* _Passage to read_
= = = = =

A General Overview of the 17th IABS Congress in Vienna (18–23 August 2014)

Participants registering and receiving the program from reception


On the way to Vienna for the 17th Congress of the International Association of Buddhist Studies (IABS) in the early morning of 18 August, the good memories of the 16th Congress at Dharma Drum Mountain (DDM) in Taipei automatically came to mind. It was my first visit to the historic city, with its strong background in art and music. As a postgraduate student, I was excited about the trip firstly because it presented a great opportunity to listen to the latest research on diverse topics in Buddhist Studies. More importantly, it was a valuable chance to meet world-renowned scholars and young researchers, to make new friends and catch up with old ones.

= = = = =

* _Exercise task A_
Identify every line of the entries that contains the string "white", and copy each such line. Treat uppercase and lowercase as different.
The conference overview and the entries that follow it have no connection to each other.

= = = = =

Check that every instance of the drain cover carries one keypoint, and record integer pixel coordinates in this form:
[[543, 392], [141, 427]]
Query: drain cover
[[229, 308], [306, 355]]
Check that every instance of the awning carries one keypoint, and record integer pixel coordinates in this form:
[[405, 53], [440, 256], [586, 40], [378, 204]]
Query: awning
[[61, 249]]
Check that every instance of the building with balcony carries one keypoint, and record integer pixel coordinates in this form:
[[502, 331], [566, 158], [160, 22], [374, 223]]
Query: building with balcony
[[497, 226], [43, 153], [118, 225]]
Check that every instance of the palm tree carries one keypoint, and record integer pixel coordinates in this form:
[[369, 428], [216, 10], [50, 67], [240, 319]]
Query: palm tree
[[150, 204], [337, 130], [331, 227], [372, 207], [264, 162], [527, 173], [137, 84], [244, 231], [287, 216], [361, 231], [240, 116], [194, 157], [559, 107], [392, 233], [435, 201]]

= = = = =

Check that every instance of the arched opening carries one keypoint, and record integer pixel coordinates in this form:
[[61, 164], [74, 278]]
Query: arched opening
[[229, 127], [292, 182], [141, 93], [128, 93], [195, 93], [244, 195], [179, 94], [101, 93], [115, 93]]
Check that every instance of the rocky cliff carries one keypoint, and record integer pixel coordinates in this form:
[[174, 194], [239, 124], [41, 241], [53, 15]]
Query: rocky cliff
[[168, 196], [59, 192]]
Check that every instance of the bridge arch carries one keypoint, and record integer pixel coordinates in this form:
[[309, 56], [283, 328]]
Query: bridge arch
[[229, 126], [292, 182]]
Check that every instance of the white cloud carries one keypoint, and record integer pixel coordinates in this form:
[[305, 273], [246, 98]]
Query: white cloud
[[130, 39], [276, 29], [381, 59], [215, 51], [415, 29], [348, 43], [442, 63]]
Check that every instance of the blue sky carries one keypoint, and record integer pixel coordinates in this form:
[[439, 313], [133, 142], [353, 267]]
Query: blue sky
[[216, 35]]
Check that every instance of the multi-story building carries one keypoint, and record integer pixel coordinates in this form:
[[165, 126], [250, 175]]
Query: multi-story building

= = = = =

* _Exercise task B_
According to the conference overview, where did the 16th IABS Congress take place?

* _Written response A_
Check that every instance of the white cloud carries one keypoint, and record integer pixel coordinates in this form:
Query: white cloud

* _Written response B_
At Dharma Drum Mountain (DDM) in Taipei.